Directions for this task —
Collect every line in the records below that contains the word "green", and copy each such line in full.

# START OF Data for this exercise

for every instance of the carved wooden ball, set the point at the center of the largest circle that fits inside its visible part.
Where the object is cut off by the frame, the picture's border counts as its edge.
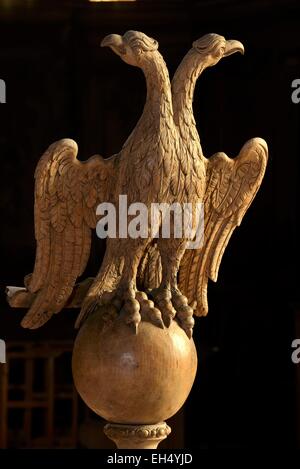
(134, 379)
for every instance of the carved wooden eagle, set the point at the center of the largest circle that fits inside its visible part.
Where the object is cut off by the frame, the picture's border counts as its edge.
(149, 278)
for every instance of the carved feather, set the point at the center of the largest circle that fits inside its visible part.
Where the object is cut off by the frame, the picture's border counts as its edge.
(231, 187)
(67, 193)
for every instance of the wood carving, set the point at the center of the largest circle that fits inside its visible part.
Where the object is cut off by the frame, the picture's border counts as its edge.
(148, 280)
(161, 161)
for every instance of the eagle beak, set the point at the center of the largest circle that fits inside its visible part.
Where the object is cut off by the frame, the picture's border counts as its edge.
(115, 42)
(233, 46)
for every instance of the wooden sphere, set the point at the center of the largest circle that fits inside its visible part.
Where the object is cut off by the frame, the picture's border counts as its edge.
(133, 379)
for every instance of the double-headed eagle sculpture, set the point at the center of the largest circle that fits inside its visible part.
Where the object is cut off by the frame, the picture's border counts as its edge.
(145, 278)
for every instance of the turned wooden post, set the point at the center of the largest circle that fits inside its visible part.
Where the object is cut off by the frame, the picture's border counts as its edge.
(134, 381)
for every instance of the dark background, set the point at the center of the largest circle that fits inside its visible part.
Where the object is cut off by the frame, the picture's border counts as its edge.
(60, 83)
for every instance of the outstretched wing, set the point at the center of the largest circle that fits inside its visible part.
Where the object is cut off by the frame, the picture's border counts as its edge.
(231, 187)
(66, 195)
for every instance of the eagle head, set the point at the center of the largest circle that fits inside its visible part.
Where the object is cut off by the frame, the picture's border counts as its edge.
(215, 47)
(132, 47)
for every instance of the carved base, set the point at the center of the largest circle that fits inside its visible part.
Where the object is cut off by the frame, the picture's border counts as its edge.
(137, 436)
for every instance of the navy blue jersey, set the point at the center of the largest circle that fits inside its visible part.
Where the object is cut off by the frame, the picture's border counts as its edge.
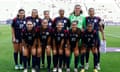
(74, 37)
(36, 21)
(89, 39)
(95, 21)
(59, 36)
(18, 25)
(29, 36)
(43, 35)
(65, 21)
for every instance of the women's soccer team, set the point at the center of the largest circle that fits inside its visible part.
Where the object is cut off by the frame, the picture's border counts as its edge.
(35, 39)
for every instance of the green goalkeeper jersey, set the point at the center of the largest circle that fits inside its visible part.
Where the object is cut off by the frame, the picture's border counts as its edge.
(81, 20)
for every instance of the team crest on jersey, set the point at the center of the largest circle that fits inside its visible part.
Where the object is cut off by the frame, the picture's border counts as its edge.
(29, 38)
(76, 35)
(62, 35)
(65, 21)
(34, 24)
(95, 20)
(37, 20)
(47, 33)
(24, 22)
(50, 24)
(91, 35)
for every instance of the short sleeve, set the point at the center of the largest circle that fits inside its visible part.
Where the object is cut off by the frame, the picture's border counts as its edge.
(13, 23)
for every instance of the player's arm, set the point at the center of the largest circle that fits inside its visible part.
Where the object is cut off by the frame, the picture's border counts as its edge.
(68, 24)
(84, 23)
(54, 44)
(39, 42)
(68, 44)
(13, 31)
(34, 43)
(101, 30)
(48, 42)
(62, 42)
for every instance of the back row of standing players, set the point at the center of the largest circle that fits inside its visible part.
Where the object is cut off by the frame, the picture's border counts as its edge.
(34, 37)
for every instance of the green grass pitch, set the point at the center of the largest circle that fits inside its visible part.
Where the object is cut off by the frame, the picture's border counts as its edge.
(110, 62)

# END OF Data for this exercise
# START OF Data for this exercise

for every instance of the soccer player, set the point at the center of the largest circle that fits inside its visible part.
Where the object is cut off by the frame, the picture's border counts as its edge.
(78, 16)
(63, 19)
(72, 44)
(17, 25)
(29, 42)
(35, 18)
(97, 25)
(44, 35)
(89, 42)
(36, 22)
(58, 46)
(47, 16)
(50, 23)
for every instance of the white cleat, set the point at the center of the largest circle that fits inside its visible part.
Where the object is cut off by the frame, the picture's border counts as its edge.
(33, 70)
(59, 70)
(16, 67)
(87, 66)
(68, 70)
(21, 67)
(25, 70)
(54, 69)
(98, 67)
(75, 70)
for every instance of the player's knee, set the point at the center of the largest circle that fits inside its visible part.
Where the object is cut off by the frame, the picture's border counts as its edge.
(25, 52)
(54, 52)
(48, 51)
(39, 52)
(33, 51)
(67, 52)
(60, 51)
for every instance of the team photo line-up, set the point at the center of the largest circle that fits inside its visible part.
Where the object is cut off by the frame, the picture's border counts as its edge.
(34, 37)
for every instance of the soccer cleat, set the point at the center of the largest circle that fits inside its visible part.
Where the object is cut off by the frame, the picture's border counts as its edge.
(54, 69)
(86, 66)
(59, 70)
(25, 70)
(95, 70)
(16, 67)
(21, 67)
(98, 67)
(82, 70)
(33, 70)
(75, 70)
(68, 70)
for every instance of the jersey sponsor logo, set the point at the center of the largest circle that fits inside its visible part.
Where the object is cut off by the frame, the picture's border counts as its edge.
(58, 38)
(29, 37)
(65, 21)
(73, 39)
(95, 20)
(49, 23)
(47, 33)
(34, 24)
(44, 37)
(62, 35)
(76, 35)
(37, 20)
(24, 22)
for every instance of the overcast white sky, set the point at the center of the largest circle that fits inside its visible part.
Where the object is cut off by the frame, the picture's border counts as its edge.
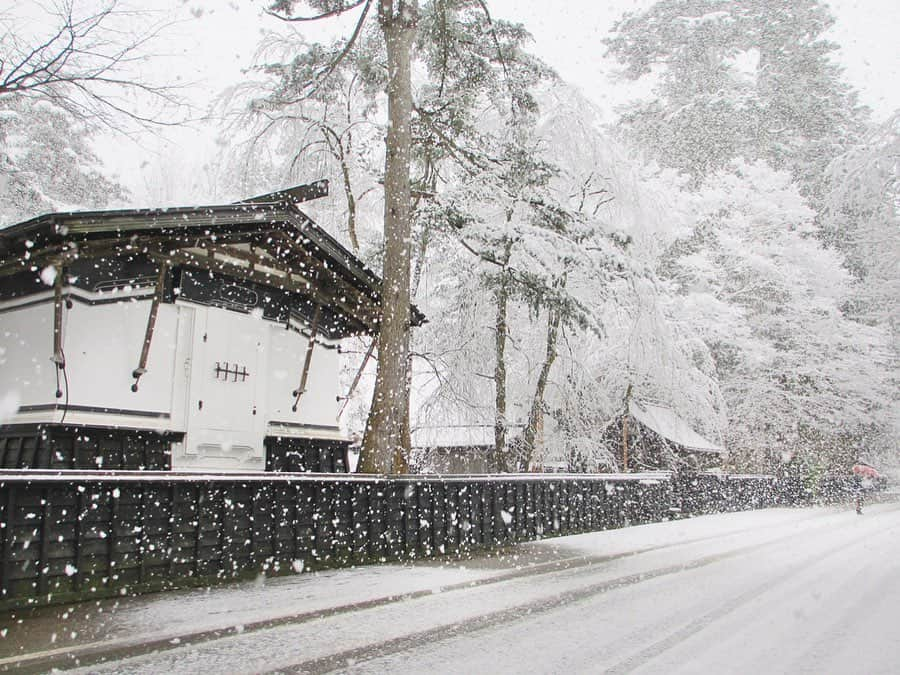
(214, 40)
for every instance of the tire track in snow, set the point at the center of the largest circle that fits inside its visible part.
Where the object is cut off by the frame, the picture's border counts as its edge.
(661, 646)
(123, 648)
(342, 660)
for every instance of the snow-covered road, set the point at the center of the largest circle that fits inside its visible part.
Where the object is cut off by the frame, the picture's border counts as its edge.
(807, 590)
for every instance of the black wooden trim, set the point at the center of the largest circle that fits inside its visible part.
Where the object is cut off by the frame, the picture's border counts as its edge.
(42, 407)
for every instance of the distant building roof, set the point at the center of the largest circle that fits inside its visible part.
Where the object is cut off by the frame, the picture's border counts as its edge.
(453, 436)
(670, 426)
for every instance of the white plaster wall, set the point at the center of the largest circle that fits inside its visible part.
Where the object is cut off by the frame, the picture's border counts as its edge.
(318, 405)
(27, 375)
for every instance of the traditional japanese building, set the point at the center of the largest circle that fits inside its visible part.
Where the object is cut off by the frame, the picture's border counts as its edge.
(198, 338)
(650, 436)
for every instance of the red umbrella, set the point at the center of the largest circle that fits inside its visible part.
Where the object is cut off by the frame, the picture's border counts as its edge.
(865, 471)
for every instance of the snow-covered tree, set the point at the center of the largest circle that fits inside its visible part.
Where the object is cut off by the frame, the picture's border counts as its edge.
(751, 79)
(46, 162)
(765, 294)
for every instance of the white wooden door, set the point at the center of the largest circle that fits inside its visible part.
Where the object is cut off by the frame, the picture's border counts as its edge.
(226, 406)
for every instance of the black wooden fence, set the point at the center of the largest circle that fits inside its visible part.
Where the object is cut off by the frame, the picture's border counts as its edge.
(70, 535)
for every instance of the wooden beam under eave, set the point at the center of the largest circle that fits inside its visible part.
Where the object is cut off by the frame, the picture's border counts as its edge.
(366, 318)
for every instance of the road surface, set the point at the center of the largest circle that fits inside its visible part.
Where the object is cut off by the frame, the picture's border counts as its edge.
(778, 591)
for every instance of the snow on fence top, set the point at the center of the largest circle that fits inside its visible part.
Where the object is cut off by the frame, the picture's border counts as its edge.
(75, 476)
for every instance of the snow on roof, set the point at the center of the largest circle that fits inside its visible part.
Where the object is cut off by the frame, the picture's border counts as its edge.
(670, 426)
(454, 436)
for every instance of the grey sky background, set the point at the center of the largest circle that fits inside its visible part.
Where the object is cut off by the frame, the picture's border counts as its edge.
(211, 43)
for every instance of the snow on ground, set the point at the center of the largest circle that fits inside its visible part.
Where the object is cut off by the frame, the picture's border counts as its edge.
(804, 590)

# END OF Data for this exercise

Response for this exercise —
for every instance of the green goalkeeper jersey, set the point at the center of the largest circle that fits inside its visible part.
for every instance of the green grass pitch, set the point at the center of the largest circle that fits inside its visible part.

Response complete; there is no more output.